#### TASK DIRECTIONS:
Update these lines so that each occurrence of "segmenter" becomes "annotator". Keep everything else unchanged.

### RECORDS SHOWN

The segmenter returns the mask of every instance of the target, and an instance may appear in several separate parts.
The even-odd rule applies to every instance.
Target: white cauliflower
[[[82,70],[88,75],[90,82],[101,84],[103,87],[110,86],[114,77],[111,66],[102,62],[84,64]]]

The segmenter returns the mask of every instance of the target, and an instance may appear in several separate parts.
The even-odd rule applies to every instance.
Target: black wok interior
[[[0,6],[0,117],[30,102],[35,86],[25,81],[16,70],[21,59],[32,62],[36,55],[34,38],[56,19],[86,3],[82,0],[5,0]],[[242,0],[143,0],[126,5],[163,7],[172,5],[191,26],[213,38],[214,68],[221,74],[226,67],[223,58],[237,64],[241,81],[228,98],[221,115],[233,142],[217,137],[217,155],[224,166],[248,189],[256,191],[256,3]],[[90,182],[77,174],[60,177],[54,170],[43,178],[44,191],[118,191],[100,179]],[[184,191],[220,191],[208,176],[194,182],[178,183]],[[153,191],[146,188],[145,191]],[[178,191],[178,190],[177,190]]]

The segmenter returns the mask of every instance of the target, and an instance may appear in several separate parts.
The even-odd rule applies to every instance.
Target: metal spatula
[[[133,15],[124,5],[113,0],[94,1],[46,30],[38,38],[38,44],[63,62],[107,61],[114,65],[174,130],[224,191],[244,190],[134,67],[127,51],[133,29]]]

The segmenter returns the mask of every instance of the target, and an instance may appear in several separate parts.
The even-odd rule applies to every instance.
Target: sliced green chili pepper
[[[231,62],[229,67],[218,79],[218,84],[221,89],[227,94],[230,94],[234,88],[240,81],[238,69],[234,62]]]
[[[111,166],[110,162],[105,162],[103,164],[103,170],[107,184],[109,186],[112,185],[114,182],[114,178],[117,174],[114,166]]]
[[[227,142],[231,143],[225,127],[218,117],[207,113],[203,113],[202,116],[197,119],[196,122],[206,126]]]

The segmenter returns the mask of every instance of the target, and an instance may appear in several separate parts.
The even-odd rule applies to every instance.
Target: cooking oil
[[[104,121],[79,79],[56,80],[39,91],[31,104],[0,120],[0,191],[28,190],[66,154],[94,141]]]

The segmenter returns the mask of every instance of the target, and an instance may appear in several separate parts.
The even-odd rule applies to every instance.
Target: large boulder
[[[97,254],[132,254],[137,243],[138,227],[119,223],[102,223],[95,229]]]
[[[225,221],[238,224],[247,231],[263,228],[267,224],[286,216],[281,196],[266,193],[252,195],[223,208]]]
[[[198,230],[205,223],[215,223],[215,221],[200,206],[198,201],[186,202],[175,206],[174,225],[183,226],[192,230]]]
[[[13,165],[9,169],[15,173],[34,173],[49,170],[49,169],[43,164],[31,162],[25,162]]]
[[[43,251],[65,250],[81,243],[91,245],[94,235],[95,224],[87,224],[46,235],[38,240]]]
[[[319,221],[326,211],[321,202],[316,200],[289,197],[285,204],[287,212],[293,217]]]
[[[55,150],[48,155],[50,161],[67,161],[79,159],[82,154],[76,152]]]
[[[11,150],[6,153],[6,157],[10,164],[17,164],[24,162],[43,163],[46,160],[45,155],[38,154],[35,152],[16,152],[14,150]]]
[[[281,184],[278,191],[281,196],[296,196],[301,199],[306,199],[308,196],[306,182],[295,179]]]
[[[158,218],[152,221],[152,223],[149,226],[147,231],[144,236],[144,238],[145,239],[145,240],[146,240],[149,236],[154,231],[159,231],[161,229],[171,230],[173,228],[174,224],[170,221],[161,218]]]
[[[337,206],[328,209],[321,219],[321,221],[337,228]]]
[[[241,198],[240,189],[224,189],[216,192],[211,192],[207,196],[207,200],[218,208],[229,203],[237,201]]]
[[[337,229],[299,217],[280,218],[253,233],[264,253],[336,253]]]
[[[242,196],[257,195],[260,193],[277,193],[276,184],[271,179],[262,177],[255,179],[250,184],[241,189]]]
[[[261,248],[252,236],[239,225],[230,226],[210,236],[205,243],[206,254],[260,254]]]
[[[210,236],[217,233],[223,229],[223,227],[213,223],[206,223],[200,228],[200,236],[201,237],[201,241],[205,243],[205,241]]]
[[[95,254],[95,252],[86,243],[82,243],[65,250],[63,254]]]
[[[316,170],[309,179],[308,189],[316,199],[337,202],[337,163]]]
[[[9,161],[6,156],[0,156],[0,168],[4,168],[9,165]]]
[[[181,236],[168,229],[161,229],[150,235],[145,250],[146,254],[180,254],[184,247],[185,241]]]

######

#### FINISHED EXERCISE:
The annotator returns the mask of every instance of the target, and an instance may appear in several separate parts.
The even-odd rule applies to every instance.
Target: white cauliflower
[[[82,70],[88,75],[90,82],[101,84],[103,87],[110,86],[114,77],[111,66],[102,62],[84,64]]]

The annotator returns the mask of every instance of the target, and an instance may appear in several separate parts.
The even-odd rule applies to every instance.
Target: black wok interior
[[[0,6],[0,117],[30,102],[35,86],[25,81],[16,70],[21,59],[32,62],[36,55],[34,38],[56,19],[86,3],[82,0],[5,0]],[[242,0],[143,0],[126,5],[163,7],[172,5],[191,26],[213,38],[214,68],[221,74],[226,67],[223,58],[237,64],[241,81],[228,98],[221,115],[233,142],[217,137],[217,155],[224,166],[248,189],[256,191],[256,3]],[[90,182],[77,174],[60,177],[54,170],[43,178],[44,191],[118,191],[100,179]],[[184,191],[220,191],[208,176],[194,182],[178,183]],[[153,191],[146,188],[145,191]],[[178,191],[178,190],[177,190]]]

The annotator returns the mask of every instance of the target, and an instance may appear in several separate parts.
The even-odd rule applies to every instance.
Target: metal spatula
[[[133,15],[124,5],[113,0],[94,1],[46,30],[38,38],[38,44],[63,62],[107,61],[114,65],[174,130],[224,191],[244,190],[134,67],[127,51],[133,29]]]

The annotator returns the mask of every instance of the target, and an instance may appear in several separate parts.
The even-odd rule applies to every instance.
Target: sliced green chili pepper
[[[231,62],[229,67],[218,79],[218,84],[221,89],[227,94],[230,94],[234,88],[240,81],[238,69],[234,62]]]
[[[111,166],[110,162],[105,162],[103,164],[103,170],[107,184],[109,186],[112,185],[114,182],[114,178],[117,174],[114,166]]]
[[[227,142],[231,143],[225,127],[218,117],[207,113],[203,113],[202,116],[197,119],[196,122],[206,126]]]

The annotator returns the mask of every instance of the target, and an instance may appear in several separate parts.
The even-odd rule applies to every instance.
Target: cooking oil
[[[104,121],[79,79],[56,80],[39,91],[31,104],[0,120],[0,191],[28,190],[66,154],[94,141]]]

The annotator returns the mask of every instance of the target, and an instance may appear in several separate parts.
The even-odd rule applies to every instance.
Target: large boulder
[[[97,254],[132,254],[137,243],[138,227],[119,223],[102,223],[95,229]]]
[[[225,221],[238,224],[247,231],[263,228],[267,224],[286,216],[281,196],[266,193],[252,195],[223,208]]]
[[[198,230],[205,223],[215,223],[215,221],[200,206],[198,201],[186,202],[175,206],[174,225],[183,226],[192,230]]]
[[[13,165],[9,169],[15,173],[34,173],[49,170],[49,169],[43,164],[31,162],[25,162]]]
[[[43,251],[65,250],[81,243],[91,245],[94,235],[95,224],[87,224],[46,235],[38,240]]]
[[[319,221],[326,211],[321,202],[316,200],[289,197],[285,204],[287,212],[293,217]]]
[[[55,150],[48,155],[50,161],[67,161],[79,159],[82,154],[76,152]]]
[[[11,150],[6,153],[6,157],[10,164],[17,164],[24,162],[43,163],[46,160],[45,155],[38,154],[35,152],[16,152],[14,150]]]
[[[281,184],[278,191],[281,196],[296,196],[301,199],[306,199],[308,196],[306,182],[295,179]]]
[[[158,218],[152,221],[152,223],[149,226],[147,231],[144,236],[144,238],[145,239],[145,240],[146,240],[149,236],[154,231],[159,231],[161,229],[171,230],[173,228],[174,224],[170,221],[161,218]]]
[[[337,206],[328,209],[321,219],[321,221],[337,228]]]
[[[241,198],[240,189],[224,189],[216,192],[211,192],[207,196],[207,200],[218,208],[229,203],[237,201]]]
[[[337,229],[299,217],[280,218],[253,233],[264,253],[336,253]]]
[[[242,196],[257,195],[260,193],[277,193],[276,184],[271,179],[262,177],[255,179],[250,184],[241,189]]]
[[[261,248],[252,236],[239,225],[230,226],[210,236],[205,243],[206,254],[260,254]]]
[[[210,236],[217,233],[223,229],[223,227],[213,223],[206,223],[200,228],[200,236],[201,237],[201,241],[205,243],[205,241]]]
[[[95,254],[95,252],[86,243],[82,243],[65,250],[63,254]]]
[[[316,170],[309,179],[308,189],[316,199],[337,202],[337,163]]]
[[[9,161],[6,156],[0,156],[0,168],[4,168],[9,165]]]
[[[181,236],[168,229],[161,229],[150,235],[145,250],[146,254],[180,254],[184,247],[185,241]]]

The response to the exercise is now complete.